#### 所给文字:

运行SQL脚本文件的shell脚本参考:

export PGPASSWORD=<数据库账号密码>
psql -h <ADB PG实例内网或外网地址> -p 3432 -U <数据库账号> -f <创建表的SQL脚本文件路径> 

导入数据

准备工作就绪,可以开始导入数据了,导入数据有两种方式:

  1. 通过 copy from导入
  2. 通过OSS外表方式导入

下面分别介绍两种导入方法

COPY方式导入

SQL脚本参考:

copy nation from '/data/tpch_1t/nation.tbl' DELIMITER '|';
copy region from '/data/tpch_1t/region.tbl' DELIMITER '|';
copy supplier from '/data/tpch_1t/supplier.tbl' DELIMITER '|';

tbl路径以实际路径为准,导入shell脚本参考创建表的shell脚本(或psql进入数据库执行)。为提高导入效率(ECS网络带宽保障),可以把SQL拆开并发导入。

使用OSS外表方式导入数据

将生成的数据文件上传到oss

./ossutil64 cp -r <tbl文件目录> oss://<oss bucket>/<目录>/
-i <AccessKey ID> -k <Access Key Secret>
-e <EndPoint>

使用AnalyticDB for PostgreSQL 6.0的OSS外表进行TPCH测试数据导入,已在北京可用区的OSS上准备好了可以使用OSS外表的数据,且为公共可读权限。用户无需再进行数据生成,然后再导入数据到OSS。
OSS外表文档参考: OSS数据导入AnalyticDB for PostgreSQL

创建OSS外部表的建表语句示例(含OSS地址)

create readable external table ext_nation ( n_nationkey int, n_name varchar(25), n_regionkey integer,
n_comment varchar(152))
location('oss://oss-cn-beijing.aliyuncs.com
filepath=data/tpch_data_1000x/nation.tbl
id=LTAI0gcwwnjiwalU key= Z64Sf5jfk9xDBpwzivxesrGWCWN5CX
bucket=oss-y') FORMAT 'TEXT' (DELIMITER '|' ) ;
create readable external table ext_region ( R_REGIONKEY int, R_NAME CHAR(25),R_COMMENT VARCHAR(152))
location('oss://oss-cn-beijing.aliyuncs.com
filepath=data/tpch_data_1000x/region.tbl
id= LTAI0gcwwnjiwalU key= Z64Sf5jfk9xDBpwzivxesrGWCWN5CX
bucket=oss-y') FORMAT 'TEXT' (DELIMITER '|' ) ;
CREATE readable external TABLE ext_lineitem ( l_orderkey bigint, l_partkey bigint, l_suppkey bigint,
l_linenumber bigint, l_quantity double precision, l_extendedprice double precision,
l_discount double precision, l_tax double precision, l_returnflag CHAR(1),
l_linestatus CHAR(1), l_shipdate DATE, l_commitdate DATE, l_receiptdate DATE,
l_shipinstruct CHAR(25), l_shipmode CHAR(10), l_comment VARCHAR(44))

#### 设定题目 1:
把上面所给文字中以“tbl路径以实际路径为准”开头的那一段改写成要点列表,保留其主要信息。

#### 数据集记录:

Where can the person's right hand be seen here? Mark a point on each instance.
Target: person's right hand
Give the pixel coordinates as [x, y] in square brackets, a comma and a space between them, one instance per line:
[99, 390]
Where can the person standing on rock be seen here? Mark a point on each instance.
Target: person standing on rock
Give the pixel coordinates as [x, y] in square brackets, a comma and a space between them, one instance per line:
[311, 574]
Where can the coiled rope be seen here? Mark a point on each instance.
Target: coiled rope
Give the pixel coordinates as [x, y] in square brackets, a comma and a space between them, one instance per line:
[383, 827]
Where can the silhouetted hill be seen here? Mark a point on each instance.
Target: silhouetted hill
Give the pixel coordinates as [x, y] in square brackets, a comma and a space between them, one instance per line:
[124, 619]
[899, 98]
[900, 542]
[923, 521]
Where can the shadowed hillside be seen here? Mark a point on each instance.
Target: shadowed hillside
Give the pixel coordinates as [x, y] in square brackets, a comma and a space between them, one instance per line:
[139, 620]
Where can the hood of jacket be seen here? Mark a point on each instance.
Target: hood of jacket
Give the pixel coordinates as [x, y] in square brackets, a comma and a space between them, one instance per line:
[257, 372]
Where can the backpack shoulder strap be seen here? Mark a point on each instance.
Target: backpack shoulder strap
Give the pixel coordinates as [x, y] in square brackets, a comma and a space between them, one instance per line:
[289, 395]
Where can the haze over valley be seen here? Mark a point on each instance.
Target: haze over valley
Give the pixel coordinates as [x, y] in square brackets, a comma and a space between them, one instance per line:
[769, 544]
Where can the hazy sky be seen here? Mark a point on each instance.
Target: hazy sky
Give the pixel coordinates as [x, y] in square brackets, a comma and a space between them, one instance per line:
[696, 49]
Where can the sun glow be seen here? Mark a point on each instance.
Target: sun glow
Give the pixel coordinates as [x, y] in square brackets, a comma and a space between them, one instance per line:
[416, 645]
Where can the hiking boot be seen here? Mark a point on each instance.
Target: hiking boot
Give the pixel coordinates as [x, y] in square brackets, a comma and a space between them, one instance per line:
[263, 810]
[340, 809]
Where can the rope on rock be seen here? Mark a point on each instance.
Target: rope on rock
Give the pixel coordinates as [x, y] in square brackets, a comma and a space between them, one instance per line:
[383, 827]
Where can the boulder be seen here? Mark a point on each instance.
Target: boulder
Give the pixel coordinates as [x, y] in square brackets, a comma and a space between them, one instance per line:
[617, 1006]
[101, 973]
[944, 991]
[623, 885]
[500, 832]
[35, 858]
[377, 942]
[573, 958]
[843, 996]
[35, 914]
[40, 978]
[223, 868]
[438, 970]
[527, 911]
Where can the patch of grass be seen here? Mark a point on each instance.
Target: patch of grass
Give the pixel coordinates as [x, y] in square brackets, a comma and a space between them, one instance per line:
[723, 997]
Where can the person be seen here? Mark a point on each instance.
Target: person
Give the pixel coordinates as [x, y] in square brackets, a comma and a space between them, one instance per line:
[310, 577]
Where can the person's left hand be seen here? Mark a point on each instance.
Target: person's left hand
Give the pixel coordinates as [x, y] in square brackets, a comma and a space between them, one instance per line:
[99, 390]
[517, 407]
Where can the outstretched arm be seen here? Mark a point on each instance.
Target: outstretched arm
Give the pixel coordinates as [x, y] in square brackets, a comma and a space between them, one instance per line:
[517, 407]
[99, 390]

#### 设定题目 2:
将记录中从含有“Where can the outstretched”的那一行开始、直到记录末尾的部分(首尾两行都包括)连同其中的请求完整重写一遍,并把答案里的每个坐标数值平移 78,即各加 78。

#### 参考回复 1:
- tbl 文件路径以实际路径为准。
- 导入用的 shell 脚本可参考创建表的 shell 脚本,也可以用 psql 进入数据库执行。
- 为提高导入效率(ECS网络带宽保障),可把 SQL 拆开并发导入。

#### 参考回复 2:
Where can the outstretched arm be seen here? Mark a point on each instance.
Target: outstretched arm
Give the pixel coordinates as [x, y] in square brackets, a comma and a space between them, one instance per line:
[595, 485]
[177, 468]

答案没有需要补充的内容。